(Rows on locating named things)
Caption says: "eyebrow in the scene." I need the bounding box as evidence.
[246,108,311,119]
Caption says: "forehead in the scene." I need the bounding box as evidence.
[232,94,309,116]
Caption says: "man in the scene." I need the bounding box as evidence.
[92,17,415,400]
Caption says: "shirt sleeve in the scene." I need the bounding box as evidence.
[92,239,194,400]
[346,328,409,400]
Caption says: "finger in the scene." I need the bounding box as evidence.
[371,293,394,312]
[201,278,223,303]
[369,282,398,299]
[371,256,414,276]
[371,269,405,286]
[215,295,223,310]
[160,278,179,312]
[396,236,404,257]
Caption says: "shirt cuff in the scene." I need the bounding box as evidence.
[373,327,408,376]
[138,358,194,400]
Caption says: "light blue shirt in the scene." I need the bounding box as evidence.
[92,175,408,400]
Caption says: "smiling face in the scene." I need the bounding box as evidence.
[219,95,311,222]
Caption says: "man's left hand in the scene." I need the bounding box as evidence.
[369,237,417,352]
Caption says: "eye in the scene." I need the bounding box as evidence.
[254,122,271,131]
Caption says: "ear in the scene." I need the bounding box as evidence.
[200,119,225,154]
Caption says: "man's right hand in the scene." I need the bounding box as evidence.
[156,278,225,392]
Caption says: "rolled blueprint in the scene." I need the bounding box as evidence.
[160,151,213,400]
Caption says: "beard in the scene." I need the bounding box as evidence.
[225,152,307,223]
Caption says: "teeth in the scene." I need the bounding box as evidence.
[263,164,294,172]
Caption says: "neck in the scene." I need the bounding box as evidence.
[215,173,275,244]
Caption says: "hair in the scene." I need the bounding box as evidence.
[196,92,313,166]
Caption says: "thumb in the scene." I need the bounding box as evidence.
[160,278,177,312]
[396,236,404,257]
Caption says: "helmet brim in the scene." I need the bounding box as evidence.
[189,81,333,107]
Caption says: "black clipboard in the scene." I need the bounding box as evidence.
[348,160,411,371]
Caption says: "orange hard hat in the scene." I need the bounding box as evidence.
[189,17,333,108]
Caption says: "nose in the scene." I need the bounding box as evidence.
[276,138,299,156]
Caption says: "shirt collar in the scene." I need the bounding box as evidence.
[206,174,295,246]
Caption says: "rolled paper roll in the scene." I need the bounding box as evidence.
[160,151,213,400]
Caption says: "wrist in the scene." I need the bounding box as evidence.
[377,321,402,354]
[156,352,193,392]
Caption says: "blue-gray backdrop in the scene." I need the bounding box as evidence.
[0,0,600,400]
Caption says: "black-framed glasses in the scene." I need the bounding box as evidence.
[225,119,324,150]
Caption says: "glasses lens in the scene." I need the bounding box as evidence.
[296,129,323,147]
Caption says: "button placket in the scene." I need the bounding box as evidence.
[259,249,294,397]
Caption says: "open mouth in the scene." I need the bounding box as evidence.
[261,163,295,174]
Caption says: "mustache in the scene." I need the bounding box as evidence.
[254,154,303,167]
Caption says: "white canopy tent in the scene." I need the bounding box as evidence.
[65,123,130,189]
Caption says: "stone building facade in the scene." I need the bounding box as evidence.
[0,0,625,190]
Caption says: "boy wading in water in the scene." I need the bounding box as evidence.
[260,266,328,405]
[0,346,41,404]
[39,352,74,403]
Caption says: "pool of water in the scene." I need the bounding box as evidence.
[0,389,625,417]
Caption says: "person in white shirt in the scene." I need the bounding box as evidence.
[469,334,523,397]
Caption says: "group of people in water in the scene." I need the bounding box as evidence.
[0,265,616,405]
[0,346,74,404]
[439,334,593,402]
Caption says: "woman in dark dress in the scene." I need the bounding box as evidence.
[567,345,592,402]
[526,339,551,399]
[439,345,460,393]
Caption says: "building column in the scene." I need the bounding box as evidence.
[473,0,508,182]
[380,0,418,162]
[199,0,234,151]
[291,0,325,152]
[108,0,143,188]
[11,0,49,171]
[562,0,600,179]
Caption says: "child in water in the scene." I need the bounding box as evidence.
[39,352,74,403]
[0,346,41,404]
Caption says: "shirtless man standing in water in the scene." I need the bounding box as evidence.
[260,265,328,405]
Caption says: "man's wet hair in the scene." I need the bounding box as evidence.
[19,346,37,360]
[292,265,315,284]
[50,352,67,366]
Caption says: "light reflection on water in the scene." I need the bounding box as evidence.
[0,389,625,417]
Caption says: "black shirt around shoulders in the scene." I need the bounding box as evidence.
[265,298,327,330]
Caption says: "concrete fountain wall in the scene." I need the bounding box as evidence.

* WHAT IS NEEDED: Copy out every row above again, putting "proof" wherever "evidence" appears and keeping everything else the same.

* TASK RESULT:
Caption says: "eyebrow in the scene." I need the bounding box as proof.
[246,108,311,119]
Caption says: "forehead in the scene." I need the bounding box as proof.
[232,94,309,116]
Caption says: "man in the scene." I need the bounding box as proof.
[92,17,415,400]
Caption says: "shirt sleeve in the scene." I need the bounding box as proof.
[92,239,194,400]
[346,328,409,400]
Caption says: "finger in the scene." I need the bounding box as proof.
[371,293,394,312]
[201,278,223,303]
[369,282,398,299]
[371,256,414,276]
[371,269,405,286]
[215,295,223,310]
[160,278,179,312]
[396,236,404,257]
Caption says: "shirt cuff in the scene." I need the bounding box as proof.
[373,327,408,376]
[138,358,194,400]
Caption says: "light blue shirt in the scene." I need the bounding box as proof.
[92,175,408,400]
Caption says: "smiling face in the scene." I need the bounding box as proof.
[219,95,311,222]
Caption says: "man's left hand in the scene." I need the bounding box as proof.
[369,237,417,352]
Caption says: "eye in the scene." I need the bounding box as proof.
[254,122,271,131]
Caption says: "ear in the scene." I need the bounding box as proof.
[200,119,225,154]
Caption says: "man's right hand in the scene." I need the bounding box as proof.
[156,278,225,392]
Caption says: "rolled blueprint in the scene." I need the bounding box as proof.
[160,151,213,400]
Caption says: "beard in the scene." I need the bounding box as proof.
[225,152,307,223]
Caption says: "teeth in the scene." I need the bounding box as proof.
[263,164,294,172]
Caption says: "neck in the scene." I need the bounding box as proof.
[215,173,275,244]
Caption says: "hair in the scene." I need the bounding box as proof.
[196,92,313,166]
Caption says: "thumb in the scene." I need the bounding box as proof.
[160,278,177,312]
[396,236,404,257]
Caption says: "helmet brim in the scene." I need the bounding box as proof.
[189,81,333,107]
Caption says: "black clipboard in the scene." I need the bounding box as proof.
[348,160,411,371]
Caption says: "orange hard hat in the scene." I need the bounding box as proof.
[189,17,333,108]
Caption says: "nose in the scene." I need the bounding box as proof.
[276,138,299,156]
Caption says: "shirt collar in the scene." I need the bounding box as proof.
[206,174,295,246]
Caption says: "rolled paper roll in the scene." I need the bounding box as proof.
[160,151,213,400]
Caption says: "wrist in the scene." I need the bounding box as proof.
[377,321,402,354]
[156,352,193,392]
Caption says: "blue-gray backdrop in the scene." I need the bounding box as proof.
[0,0,600,400]
Caption says: "black-framed glasses in the scene." I need the bounding box as proof.
[225,119,324,150]
Caption says: "glasses lens in the scene." I need the bounding box as proof.
[296,129,323,147]
Caption says: "button placket in the scene." I need the bounding box as proof.
[259,249,294,397]
Caption says: "open mouth in the scene." I need the bounding box as proof.
[261,163,295,174]
Caption says: "mustache in the scene." I need the bounding box as proof.
[254,154,303,167]
Caption says: "white canopy tent in the scene." I need the bounding box as proof.
[65,123,130,189]
Caption says: "stone building facade in the scene." I need the bounding box as proof.
[0,0,625,190]
Caption says: "boy wading in water in the scene." I need the bounding box as proof.
[260,266,328,405]
[0,346,41,404]
[39,352,74,403]
Caption says: "pool of water in the scene." I need the bounding box as proof.
[0,389,625,417]
Caption says: "person in white shirt in the scene." I need the bounding box as proof.
[469,334,523,397]
Caption says: "group of people in water in the scene." I need the bounding box as proof.
[0,265,616,405]
[0,346,74,404]
[439,334,593,402]
Caption says: "woman in dark dress in the scene." I need the bounding box as proof.
[567,345,592,402]
[526,339,551,399]
[439,345,460,393]
Caption says: "building column in the scene." I need the bounding box as proof.
[473,0,508,182]
[380,0,418,162]
[199,0,234,151]
[291,0,325,152]
[108,0,143,188]
[11,0,49,171]
[562,0,600,179]
Caption says: "child in water in the scene." I need the bounding box as proof.
[39,352,74,403]
[0,346,41,404]
Caption says: "shirtless man standing in water in the scene." I need the bounding box as proof.
[260,265,328,405]
Caption says: "man's wet hair in the scene." I need the bounding box as proof.
[19,346,37,360]
[292,265,315,284]
[50,352,67,366]
Caption says: "light reflection on water in the scene." I need the bounding box as proof.
[0,389,625,417]
Caption says: "black shirt around shoulders in the scene." I need the bounding box as proof.
[265,298,327,330]
Caption says: "concrete fountain wall in the scene." I need the bounding box as proof.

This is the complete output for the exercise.